- [Extracted entries]
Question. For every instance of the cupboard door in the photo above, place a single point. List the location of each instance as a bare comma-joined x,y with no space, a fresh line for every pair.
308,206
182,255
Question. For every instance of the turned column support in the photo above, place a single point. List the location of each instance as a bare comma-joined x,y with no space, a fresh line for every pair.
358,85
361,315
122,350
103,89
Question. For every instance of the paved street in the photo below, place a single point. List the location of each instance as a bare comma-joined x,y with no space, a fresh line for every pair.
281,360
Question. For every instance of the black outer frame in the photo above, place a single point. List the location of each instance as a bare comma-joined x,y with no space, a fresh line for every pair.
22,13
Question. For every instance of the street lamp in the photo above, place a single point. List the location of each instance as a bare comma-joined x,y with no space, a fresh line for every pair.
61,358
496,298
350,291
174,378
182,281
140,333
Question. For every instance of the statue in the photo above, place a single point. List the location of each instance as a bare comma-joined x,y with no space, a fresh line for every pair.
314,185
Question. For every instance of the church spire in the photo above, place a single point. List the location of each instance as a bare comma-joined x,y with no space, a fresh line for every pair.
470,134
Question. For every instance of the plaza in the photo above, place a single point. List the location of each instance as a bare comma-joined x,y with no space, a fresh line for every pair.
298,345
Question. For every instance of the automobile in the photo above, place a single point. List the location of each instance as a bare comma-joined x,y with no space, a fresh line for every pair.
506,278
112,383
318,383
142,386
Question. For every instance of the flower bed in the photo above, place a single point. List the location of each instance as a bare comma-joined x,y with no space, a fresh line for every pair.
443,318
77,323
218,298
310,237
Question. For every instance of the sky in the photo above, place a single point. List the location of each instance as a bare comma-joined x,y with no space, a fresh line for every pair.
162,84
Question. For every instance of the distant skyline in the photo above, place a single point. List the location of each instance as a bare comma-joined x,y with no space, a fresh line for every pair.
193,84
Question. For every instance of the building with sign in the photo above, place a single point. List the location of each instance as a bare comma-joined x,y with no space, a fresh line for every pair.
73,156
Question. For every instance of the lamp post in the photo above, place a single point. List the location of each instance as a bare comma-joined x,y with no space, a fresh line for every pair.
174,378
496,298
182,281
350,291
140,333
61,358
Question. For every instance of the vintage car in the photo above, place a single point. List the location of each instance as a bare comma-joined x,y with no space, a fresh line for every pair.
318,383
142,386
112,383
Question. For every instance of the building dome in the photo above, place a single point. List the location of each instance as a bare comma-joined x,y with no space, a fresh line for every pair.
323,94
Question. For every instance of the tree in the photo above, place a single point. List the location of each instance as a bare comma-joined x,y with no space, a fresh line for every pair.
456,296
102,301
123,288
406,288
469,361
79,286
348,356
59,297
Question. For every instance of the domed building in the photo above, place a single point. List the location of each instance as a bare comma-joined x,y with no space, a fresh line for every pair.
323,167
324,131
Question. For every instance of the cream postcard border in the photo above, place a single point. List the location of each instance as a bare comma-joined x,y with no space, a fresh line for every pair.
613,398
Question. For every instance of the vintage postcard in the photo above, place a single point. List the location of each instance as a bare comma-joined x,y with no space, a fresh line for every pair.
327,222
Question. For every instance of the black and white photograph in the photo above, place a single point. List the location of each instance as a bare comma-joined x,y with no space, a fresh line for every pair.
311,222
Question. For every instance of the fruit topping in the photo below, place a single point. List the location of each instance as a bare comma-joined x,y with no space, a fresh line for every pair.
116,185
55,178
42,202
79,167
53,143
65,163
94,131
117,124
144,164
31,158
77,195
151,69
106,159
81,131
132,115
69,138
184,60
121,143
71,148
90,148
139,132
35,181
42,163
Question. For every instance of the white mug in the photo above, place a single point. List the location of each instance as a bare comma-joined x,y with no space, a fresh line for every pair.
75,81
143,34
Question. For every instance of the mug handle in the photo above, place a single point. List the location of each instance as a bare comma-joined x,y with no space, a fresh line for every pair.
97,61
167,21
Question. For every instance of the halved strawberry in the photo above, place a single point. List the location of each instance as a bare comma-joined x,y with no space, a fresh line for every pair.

- [Work instructions] Copy exactly the lines running from the one that contains "Question. For every instance of the mug" to the end of the material, both ends included.

- [Output for this task]
Question. For every instance of the mug handle in the photo above, place a single point. List the location of each instance as a bare comma-joined x,y with no space, a fresh line for every pair.
97,61
167,21
Question. For every instance of the halved strawberry in the photo above, place a single point. List the location of each instance as a bare comma-joined x,y with no space, a fresh line for every pair.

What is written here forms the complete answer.